== EXERCISE DESCRIPTION ==
If a line in the entries contains the string "player", include that line in your answer.

⟨

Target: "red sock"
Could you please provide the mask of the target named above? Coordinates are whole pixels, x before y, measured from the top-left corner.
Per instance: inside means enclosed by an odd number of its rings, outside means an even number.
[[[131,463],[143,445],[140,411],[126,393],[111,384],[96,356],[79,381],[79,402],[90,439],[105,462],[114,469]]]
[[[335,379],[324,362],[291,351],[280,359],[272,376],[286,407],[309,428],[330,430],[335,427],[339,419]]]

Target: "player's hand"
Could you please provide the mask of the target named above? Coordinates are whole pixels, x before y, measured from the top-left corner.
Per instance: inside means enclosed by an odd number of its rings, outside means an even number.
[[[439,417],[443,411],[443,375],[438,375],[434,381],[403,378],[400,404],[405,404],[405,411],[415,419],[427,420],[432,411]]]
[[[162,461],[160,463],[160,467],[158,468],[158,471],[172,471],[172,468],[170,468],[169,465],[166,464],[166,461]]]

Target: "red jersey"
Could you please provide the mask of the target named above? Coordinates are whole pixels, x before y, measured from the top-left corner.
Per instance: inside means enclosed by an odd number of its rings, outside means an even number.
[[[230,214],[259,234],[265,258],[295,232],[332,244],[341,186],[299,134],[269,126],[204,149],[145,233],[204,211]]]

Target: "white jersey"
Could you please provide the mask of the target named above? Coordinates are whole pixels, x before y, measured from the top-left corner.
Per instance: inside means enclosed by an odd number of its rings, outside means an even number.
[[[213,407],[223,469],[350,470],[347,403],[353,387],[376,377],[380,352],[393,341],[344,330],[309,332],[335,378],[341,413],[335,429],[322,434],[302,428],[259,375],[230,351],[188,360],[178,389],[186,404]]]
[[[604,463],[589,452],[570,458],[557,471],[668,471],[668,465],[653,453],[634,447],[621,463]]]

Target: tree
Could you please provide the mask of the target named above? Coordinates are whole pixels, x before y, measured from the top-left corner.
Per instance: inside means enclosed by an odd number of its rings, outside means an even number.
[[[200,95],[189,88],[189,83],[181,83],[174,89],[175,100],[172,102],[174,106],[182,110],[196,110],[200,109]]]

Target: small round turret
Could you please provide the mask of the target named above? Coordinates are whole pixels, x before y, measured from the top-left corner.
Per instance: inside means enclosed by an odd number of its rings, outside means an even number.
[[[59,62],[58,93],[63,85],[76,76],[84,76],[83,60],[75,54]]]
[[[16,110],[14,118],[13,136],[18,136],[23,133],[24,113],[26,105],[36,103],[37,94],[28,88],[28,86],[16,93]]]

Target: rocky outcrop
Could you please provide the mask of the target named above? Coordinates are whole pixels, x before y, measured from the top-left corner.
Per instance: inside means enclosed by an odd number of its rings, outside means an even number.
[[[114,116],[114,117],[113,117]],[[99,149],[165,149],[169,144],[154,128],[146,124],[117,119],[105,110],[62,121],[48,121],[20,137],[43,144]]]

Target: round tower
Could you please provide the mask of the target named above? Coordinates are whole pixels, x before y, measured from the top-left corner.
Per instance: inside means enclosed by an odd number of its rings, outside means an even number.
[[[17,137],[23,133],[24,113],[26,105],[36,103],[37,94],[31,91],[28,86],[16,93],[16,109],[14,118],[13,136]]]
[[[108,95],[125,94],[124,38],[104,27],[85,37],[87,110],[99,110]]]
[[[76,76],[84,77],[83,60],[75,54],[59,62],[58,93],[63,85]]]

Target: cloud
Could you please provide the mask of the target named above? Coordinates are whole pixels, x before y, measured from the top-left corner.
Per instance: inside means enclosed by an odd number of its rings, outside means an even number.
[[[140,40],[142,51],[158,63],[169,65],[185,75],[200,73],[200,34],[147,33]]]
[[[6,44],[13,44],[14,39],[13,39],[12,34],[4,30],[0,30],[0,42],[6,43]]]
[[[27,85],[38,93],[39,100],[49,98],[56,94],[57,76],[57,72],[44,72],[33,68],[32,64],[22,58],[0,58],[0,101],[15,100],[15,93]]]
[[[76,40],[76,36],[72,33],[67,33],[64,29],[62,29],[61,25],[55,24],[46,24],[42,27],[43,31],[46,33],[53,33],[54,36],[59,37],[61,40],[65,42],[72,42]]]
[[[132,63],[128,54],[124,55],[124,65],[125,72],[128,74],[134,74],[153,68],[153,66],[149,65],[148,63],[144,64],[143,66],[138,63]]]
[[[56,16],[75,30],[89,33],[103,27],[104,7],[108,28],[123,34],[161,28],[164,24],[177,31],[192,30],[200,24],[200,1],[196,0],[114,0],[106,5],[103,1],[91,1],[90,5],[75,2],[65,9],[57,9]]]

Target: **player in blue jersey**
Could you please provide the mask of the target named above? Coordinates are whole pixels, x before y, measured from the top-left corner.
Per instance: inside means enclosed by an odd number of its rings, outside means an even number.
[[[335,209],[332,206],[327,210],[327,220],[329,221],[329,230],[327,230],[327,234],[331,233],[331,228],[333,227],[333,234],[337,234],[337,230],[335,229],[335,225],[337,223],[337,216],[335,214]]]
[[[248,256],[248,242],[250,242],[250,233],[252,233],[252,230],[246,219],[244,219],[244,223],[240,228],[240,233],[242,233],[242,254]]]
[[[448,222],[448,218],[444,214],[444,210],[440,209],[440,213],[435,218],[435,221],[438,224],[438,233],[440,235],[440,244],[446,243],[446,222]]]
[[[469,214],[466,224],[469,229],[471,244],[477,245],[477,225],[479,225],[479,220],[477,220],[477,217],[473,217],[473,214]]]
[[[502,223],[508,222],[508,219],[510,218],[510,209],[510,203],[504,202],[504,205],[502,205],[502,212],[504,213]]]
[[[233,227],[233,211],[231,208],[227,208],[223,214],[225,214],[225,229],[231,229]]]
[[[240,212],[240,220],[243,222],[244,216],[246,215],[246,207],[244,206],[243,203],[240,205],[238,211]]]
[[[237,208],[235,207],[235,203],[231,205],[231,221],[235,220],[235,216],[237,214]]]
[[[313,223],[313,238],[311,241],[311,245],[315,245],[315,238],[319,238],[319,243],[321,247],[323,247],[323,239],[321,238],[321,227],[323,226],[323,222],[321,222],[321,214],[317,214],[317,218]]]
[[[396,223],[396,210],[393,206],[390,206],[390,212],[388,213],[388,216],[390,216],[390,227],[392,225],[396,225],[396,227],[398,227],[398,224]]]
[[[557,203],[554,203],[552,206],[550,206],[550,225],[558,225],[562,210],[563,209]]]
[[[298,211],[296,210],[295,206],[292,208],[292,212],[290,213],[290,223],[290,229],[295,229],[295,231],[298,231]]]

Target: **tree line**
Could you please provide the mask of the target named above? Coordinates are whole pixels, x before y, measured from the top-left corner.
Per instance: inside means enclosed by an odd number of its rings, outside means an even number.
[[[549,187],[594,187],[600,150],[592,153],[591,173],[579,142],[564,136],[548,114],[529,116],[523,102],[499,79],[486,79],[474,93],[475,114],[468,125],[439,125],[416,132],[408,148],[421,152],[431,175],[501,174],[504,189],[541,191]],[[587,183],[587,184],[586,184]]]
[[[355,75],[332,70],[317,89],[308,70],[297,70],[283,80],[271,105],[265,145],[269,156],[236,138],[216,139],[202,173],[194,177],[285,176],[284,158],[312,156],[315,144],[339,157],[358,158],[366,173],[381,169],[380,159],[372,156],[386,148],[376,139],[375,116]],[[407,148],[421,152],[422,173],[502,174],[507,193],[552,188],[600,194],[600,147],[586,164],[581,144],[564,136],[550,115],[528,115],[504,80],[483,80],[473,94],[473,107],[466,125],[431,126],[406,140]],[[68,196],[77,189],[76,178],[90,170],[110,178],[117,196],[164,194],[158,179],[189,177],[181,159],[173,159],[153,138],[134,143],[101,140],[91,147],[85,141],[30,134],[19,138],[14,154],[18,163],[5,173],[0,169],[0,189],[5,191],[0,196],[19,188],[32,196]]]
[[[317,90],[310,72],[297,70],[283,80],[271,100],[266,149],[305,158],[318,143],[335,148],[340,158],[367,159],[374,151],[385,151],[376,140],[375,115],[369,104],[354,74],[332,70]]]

⟩

== SOLUTION TO THE PROBLEM ==
Target: "player's hand"
Target: **player in blue jersey**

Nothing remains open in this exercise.